Below are some records. Say how many of their lines contain the string "drawer", and give nothing but the number.

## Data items
----------------

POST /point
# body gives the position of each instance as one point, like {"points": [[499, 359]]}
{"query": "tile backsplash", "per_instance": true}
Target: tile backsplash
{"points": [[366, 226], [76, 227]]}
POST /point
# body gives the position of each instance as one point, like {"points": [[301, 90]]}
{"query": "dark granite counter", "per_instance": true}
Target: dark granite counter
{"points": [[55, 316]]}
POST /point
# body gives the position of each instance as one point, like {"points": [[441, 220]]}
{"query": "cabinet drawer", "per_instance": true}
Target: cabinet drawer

----------------

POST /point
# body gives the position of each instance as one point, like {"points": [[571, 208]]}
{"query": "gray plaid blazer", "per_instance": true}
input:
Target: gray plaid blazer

----------------

## Task result
2